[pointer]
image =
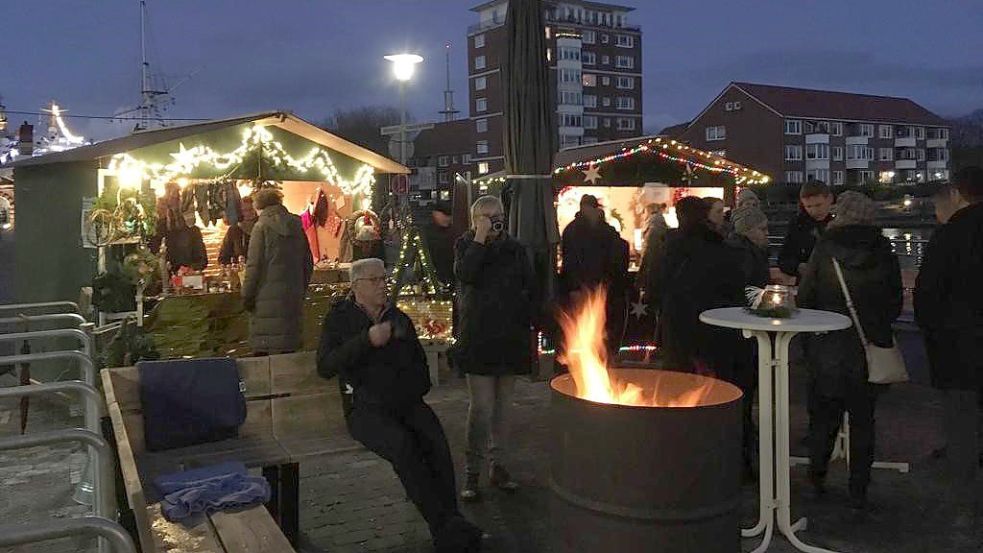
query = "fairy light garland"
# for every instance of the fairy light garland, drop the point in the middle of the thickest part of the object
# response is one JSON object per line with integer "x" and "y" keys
{"x": 132, "y": 171}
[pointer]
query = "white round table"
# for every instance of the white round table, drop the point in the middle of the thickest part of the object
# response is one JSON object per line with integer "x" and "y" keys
{"x": 773, "y": 415}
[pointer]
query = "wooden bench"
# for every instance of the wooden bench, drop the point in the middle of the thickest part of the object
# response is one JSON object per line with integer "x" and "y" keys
{"x": 292, "y": 415}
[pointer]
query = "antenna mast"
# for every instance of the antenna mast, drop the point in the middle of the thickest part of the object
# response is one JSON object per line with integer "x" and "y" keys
{"x": 448, "y": 112}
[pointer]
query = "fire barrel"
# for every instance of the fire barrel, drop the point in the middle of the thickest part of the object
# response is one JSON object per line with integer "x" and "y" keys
{"x": 631, "y": 479}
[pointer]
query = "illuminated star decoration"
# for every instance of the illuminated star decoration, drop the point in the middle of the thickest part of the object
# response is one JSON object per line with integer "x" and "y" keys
{"x": 592, "y": 174}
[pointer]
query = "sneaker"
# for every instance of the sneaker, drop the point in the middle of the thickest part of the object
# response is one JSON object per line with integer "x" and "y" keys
{"x": 501, "y": 479}
{"x": 470, "y": 492}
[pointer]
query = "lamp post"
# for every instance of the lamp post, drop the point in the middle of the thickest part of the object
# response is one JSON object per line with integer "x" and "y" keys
{"x": 403, "y": 67}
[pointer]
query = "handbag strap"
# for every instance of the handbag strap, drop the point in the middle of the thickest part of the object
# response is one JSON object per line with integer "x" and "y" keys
{"x": 849, "y": 302}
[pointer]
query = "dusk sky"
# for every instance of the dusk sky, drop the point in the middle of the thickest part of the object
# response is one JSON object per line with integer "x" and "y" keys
{"x": 316, "y": 56}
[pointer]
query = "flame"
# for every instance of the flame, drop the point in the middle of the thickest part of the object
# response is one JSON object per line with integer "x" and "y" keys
{"x": 586, "y": 356}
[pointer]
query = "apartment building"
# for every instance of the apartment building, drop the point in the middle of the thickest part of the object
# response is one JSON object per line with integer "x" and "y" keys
{"x": 840, "y": 138}
{"x": 595, "y": 61}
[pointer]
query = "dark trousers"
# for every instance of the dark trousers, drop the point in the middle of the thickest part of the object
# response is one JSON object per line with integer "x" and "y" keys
{"x": 412, "y": 439}
{"x": 826, "y": 418}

_ _ _ _

**TASK DESCRIPTION:** Filter the records above and copy out each line in which the word "handbag" appears.

**FINAL RESULT:**
query = "handbag strap"
# for every instance of the handbag strap, drop the point in the middle of the thickest part of the object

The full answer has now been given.